> _ENTRIES PROVIDED_:
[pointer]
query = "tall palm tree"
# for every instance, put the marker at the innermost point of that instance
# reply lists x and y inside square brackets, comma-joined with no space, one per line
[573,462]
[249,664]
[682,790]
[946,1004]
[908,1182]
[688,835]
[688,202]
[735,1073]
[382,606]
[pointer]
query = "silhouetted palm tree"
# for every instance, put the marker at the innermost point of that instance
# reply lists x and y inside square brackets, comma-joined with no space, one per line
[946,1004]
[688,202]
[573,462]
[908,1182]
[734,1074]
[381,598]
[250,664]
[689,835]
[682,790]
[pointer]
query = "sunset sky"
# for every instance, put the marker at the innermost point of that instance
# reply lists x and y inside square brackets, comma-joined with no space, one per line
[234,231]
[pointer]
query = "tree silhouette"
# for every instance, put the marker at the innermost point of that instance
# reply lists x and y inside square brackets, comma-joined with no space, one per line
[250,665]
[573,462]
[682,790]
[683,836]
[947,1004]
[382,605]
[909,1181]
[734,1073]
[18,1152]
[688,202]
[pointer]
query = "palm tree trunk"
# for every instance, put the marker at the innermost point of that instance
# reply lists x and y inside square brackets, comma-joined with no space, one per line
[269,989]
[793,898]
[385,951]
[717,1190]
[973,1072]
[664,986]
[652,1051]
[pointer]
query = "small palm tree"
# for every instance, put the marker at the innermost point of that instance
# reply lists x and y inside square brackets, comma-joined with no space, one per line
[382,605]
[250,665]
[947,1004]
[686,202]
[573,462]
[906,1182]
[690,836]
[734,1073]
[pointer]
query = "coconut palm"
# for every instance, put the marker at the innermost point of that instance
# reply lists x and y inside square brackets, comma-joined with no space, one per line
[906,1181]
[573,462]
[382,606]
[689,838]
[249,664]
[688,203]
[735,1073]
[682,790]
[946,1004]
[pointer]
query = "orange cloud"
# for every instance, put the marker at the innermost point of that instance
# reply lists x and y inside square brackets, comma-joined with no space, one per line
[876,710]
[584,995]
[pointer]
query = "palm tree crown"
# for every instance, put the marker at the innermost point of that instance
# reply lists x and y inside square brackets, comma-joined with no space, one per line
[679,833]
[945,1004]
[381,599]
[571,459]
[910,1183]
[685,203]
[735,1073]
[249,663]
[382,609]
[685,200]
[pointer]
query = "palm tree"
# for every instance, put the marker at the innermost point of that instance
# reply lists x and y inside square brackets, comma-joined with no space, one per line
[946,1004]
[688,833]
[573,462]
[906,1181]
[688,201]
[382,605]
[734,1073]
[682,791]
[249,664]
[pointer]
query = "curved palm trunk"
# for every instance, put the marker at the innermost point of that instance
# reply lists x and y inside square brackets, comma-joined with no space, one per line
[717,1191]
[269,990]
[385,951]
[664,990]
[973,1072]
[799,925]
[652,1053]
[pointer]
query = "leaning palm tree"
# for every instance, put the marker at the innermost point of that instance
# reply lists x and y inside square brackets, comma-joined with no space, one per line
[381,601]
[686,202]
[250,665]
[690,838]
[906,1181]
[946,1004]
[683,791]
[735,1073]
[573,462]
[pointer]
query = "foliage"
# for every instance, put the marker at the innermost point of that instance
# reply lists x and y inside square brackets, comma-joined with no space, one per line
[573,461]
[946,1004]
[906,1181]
* * *
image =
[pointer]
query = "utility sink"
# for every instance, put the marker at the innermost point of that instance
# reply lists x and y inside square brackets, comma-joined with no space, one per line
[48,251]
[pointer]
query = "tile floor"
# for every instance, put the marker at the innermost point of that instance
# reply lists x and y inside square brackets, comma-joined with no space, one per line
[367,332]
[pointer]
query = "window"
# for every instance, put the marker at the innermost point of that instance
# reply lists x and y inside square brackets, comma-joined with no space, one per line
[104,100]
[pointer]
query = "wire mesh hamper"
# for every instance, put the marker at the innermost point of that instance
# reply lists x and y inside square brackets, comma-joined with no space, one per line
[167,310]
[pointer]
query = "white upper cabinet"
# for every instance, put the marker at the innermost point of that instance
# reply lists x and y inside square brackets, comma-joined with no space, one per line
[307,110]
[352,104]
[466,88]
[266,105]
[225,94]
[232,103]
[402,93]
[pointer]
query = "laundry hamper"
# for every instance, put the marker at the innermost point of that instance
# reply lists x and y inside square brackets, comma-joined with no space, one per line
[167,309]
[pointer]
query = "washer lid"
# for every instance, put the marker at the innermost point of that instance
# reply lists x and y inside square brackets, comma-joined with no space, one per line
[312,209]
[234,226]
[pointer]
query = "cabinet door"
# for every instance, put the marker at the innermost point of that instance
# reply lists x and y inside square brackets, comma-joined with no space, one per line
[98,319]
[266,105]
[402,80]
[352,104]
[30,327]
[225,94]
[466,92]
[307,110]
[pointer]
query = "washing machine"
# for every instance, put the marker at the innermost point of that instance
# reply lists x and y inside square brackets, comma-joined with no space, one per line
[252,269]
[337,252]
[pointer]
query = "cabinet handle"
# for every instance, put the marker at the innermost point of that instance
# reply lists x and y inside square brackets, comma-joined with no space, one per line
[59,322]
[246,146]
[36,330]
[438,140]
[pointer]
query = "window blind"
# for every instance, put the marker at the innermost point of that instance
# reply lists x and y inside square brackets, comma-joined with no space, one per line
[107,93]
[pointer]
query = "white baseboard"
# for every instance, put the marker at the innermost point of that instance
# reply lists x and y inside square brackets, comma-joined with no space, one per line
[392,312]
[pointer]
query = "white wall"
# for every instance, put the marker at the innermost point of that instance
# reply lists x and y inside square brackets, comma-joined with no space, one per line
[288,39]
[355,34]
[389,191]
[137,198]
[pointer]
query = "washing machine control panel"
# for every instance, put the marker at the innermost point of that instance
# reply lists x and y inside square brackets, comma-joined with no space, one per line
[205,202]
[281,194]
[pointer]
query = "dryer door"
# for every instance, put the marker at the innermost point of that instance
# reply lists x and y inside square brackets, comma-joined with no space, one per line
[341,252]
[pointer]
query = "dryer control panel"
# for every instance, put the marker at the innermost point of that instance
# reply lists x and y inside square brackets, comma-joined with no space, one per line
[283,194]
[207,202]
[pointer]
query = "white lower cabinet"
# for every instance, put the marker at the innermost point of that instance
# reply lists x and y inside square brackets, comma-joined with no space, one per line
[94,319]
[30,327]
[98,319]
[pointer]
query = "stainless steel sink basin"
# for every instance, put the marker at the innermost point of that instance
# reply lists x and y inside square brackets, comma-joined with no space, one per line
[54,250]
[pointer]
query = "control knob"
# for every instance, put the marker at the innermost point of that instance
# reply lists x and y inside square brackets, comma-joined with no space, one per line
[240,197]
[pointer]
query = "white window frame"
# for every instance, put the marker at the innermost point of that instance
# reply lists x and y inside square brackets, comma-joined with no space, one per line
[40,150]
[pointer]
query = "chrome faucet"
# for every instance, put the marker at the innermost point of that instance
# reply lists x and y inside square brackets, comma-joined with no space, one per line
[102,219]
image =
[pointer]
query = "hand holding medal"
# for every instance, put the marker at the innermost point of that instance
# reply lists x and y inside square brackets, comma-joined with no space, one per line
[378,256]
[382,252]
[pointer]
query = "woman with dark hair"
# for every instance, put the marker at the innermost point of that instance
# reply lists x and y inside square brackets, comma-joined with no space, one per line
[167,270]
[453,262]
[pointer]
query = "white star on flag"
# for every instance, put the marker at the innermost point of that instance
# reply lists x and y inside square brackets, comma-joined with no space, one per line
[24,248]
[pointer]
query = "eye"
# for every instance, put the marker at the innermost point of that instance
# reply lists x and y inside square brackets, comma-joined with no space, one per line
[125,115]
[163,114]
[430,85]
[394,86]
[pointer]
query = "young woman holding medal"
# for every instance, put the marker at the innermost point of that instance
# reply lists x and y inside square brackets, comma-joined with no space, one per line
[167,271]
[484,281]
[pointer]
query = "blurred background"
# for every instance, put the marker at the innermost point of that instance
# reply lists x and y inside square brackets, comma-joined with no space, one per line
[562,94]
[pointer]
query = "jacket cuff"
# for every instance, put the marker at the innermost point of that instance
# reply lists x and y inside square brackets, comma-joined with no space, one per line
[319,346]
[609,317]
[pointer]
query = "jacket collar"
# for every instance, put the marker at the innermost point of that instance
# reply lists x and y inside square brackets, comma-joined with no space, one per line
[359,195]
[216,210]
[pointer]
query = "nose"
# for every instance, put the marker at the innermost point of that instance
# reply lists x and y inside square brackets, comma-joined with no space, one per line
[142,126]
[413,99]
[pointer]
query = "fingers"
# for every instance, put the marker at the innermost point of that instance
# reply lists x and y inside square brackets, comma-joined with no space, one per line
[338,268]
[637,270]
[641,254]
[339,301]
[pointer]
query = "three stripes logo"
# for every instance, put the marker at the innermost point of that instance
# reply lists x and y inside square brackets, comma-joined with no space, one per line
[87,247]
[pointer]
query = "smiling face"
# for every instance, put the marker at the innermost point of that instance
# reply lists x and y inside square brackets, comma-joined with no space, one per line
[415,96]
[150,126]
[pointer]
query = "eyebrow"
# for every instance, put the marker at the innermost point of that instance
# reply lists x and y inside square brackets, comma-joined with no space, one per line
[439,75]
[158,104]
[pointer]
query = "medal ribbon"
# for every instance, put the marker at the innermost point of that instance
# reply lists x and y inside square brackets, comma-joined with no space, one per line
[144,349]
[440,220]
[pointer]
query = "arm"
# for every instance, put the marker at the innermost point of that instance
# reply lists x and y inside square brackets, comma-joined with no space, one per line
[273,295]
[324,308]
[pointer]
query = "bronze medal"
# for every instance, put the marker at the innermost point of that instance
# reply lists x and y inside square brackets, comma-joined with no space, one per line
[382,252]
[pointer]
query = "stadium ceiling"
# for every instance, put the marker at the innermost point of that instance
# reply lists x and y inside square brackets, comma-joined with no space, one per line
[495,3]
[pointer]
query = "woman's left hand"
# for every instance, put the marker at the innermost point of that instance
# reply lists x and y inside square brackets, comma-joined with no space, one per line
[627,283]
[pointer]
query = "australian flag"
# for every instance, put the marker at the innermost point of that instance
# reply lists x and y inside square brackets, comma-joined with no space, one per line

> _ABOUT THIS TASK_:
Scan the records above for the string "hamper", and copy every line where it turns up.

> _WORKED SOLUTION_:
query = "wire mesh hamper"
query = "laundry hamper"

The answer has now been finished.